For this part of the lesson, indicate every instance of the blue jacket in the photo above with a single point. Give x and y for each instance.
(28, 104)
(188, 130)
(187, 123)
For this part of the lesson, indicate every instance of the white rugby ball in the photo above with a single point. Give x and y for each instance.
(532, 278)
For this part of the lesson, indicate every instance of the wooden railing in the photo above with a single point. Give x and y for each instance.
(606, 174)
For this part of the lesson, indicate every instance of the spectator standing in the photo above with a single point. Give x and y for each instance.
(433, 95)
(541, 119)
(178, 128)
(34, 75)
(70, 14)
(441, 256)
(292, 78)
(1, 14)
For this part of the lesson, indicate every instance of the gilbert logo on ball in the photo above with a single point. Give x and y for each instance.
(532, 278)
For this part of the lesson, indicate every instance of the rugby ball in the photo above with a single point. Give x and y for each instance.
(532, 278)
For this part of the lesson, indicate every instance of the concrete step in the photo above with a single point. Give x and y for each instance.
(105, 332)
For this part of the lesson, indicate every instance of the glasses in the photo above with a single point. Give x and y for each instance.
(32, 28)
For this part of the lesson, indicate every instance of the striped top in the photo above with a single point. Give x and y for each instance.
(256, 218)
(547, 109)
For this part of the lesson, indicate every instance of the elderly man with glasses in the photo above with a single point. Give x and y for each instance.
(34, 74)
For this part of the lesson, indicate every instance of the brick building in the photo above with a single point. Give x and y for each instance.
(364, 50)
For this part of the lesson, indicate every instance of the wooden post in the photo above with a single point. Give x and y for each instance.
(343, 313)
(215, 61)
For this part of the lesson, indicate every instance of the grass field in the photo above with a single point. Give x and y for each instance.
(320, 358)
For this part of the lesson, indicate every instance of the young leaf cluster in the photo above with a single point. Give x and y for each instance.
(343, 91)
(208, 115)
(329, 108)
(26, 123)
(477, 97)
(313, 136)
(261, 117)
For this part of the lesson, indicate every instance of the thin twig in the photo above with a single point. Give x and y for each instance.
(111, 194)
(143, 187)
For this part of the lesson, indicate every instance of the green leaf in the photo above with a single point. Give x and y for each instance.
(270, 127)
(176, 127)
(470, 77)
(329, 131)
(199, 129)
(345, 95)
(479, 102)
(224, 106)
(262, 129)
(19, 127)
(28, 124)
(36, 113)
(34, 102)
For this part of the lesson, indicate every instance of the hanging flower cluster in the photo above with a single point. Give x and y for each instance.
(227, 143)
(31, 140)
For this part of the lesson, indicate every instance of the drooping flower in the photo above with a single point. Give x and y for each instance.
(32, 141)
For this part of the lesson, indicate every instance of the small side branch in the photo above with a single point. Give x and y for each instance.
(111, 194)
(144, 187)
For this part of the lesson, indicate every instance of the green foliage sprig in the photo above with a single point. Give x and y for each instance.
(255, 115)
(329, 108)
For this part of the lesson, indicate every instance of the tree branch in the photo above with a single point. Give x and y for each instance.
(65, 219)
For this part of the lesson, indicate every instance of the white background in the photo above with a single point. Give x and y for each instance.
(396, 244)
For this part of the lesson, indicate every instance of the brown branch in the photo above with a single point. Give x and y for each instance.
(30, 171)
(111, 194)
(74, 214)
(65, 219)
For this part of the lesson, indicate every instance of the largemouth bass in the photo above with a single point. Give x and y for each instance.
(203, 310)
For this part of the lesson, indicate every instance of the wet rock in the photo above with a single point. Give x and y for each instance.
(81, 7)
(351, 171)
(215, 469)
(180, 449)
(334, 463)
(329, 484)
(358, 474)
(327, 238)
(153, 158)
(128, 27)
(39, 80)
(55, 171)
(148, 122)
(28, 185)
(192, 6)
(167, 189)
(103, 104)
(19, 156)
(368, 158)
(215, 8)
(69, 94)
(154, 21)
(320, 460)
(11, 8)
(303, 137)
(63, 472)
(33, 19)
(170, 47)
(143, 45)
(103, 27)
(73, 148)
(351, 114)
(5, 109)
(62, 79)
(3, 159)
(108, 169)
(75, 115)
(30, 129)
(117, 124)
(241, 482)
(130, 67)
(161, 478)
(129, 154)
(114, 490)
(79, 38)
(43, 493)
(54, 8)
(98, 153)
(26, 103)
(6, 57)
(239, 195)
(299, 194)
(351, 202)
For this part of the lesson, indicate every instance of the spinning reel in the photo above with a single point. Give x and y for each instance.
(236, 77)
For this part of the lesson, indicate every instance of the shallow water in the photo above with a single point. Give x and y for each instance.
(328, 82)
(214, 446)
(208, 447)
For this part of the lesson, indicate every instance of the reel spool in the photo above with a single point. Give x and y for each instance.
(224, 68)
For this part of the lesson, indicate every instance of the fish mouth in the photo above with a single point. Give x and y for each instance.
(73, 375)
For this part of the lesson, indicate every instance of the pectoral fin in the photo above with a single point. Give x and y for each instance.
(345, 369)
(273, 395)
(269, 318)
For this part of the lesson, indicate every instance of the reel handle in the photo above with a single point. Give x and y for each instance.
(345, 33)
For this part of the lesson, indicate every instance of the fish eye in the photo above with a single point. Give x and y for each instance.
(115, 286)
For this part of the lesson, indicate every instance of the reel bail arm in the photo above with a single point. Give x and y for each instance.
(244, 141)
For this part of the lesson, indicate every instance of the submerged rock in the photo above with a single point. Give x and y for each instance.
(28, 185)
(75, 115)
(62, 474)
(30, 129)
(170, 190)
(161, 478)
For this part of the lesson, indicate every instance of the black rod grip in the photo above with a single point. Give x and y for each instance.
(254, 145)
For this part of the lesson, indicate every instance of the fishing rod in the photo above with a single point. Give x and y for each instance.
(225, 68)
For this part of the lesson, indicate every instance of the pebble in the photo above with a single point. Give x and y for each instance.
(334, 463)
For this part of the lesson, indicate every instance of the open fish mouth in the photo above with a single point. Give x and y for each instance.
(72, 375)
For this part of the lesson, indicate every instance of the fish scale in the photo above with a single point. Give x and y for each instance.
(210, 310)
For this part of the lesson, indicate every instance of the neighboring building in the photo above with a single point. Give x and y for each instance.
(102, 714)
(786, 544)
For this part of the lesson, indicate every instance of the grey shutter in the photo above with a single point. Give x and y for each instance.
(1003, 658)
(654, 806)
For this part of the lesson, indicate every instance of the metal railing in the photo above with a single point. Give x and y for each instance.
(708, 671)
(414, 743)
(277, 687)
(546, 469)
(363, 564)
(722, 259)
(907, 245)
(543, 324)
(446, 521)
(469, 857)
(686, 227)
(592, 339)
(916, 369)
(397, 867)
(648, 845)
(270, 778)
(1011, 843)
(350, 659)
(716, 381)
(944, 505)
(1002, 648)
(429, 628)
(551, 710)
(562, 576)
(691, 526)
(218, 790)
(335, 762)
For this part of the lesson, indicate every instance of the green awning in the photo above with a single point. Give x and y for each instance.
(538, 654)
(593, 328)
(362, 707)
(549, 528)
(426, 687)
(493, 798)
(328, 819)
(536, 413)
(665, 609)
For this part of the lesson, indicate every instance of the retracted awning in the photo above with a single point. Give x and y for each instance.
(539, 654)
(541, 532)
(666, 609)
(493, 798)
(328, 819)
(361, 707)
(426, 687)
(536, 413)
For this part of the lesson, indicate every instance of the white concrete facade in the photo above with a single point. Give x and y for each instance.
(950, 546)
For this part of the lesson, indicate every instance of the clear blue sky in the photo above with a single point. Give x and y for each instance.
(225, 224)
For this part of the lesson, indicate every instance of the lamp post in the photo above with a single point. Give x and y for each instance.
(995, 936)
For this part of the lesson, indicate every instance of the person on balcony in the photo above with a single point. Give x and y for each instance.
_____
In the records above, return only the line that contains "the white concrete" and every line after it through the last, exactly as they appear.

• _ANSWER TO THIS PROBLEM_
For this part of the lesson, indicate every instance of the white concrete facade in the photo above with a single point. Give x and y for each instance.
(950, 546)
For this part of the lesson, indicate every instance of the clear blue sky in the photo above with a single point. Give x and y for each instance.
(225, 224)
For this part of the lesson, indicate every instance of the lamp post in the photo above with a single point. Give x and y for each instance.
(995, 936)
For this part of the lesson, indicate every instance of the person on balcony in the photo above with a single point. Give x and y for each instance.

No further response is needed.